--- START Record list ---
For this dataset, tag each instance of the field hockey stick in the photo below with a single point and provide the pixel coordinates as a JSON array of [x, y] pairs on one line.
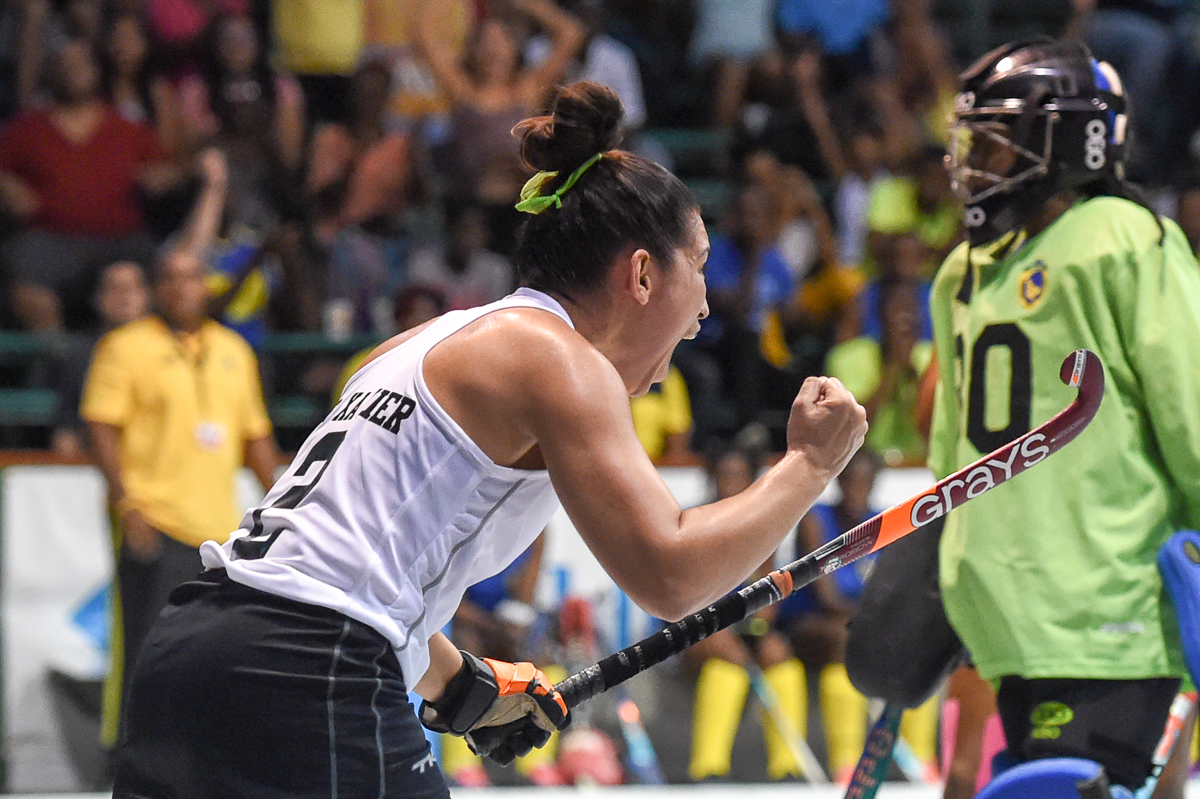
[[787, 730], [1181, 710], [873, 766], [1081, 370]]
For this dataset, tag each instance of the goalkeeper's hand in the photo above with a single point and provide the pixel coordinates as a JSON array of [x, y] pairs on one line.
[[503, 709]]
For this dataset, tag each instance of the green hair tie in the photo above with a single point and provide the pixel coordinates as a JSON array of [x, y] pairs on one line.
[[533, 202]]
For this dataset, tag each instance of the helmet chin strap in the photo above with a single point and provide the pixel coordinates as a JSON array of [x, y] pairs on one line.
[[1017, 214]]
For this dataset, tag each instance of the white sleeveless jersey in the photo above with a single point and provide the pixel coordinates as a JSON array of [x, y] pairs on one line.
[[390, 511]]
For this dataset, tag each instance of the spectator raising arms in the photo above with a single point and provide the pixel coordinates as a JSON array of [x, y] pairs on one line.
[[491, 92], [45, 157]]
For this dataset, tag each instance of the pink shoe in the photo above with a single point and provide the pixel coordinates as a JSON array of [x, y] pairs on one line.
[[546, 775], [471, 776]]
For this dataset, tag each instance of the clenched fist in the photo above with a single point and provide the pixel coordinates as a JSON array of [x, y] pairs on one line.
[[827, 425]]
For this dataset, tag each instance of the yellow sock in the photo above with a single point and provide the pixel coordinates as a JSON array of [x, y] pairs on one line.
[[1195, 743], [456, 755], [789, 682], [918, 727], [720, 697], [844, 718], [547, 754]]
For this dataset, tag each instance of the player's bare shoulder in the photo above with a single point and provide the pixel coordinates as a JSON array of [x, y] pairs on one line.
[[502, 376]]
--- END Record list ---
--- START Record list ---
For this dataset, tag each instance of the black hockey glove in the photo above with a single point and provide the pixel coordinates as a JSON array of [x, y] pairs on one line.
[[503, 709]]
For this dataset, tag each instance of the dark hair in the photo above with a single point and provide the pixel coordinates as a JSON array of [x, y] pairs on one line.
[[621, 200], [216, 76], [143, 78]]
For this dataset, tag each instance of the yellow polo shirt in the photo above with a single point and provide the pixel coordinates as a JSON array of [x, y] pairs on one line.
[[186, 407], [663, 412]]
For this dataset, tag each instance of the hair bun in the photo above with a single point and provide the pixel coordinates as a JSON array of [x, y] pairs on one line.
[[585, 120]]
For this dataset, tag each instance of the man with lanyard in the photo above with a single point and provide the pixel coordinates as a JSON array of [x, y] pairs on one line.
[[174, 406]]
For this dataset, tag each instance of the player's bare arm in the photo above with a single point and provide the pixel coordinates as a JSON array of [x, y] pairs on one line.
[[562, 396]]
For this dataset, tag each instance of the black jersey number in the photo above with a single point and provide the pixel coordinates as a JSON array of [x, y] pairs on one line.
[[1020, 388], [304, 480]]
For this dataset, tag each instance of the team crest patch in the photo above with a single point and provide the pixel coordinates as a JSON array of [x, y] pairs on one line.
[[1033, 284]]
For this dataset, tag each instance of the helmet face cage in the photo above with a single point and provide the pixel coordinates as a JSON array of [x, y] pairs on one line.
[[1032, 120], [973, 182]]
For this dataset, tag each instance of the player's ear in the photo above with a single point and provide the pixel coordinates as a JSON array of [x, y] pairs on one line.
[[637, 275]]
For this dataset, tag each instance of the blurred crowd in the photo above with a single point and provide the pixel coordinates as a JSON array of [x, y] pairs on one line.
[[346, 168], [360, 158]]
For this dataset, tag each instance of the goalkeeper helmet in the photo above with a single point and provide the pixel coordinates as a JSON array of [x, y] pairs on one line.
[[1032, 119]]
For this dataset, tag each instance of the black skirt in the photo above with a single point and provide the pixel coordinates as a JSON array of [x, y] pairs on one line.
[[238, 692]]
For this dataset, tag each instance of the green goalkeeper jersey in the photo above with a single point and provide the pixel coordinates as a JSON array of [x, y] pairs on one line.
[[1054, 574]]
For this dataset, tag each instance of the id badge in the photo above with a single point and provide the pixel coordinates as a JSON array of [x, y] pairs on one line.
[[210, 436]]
--- END Record list ---
Short problem: Revise the lines from the line with "For this dataset, tag each instance of the player's bare arm" to the line with "[[238, 692]]" by changing "single point" to "single marker" throughout. Keep everything else the same, and give back only those lines.

Task output:
For this dataset, tag each instance of the player's bare arm in the photo above with a single marker and provide the pixel coordinates as a JSON array of [x, y] pairs on one line.
[[562, 396]]
For this dataset, tag each instance of the black jersey number in the photo above with a single marker and provide the pixel coordinates as a JSON array of [x, y] pairs on one line.
[[1020, 388], [304, 480]]
For this dataset, tag each instance of the team crest patch in the photo above with a single marker and provide the pixel coordinates as a JSON array of [x, y] pairs on one line.
[[1033, 284]]
For this dataset, tag each instance of the helmet face cage in the photo above with a single marker and provide the pixel coordinates as a JSON array of [x, y] pairs on one line.
[[1032, 120], [973, 182]]
For this dataset, tag each instance of the player's ear in the photo above with a single marker and provide the pixel coordinates as a JSON array of [x, y] pairs on one line.
[[637, 275]]
For this dataset, tag each instance of the blurred crowd in the photo above with a single marker and provide the pixel coordinates as a JSON array of [x, y] pairs on one line.
[[346, 168], [360, 158]]
For this dataset, tag each instance of the goalkeeper helmet in the photo above with a single marker and provide the pixel coordinates as a JSON array of [x, y] pairs on one line.
[[1032, 119]]
For this dataset, tag each instance of the black skirt in the photo above with a single marker and provide the pixel coordinates as a JSON array of [x, y] pairs on one line.
[[238, 692]]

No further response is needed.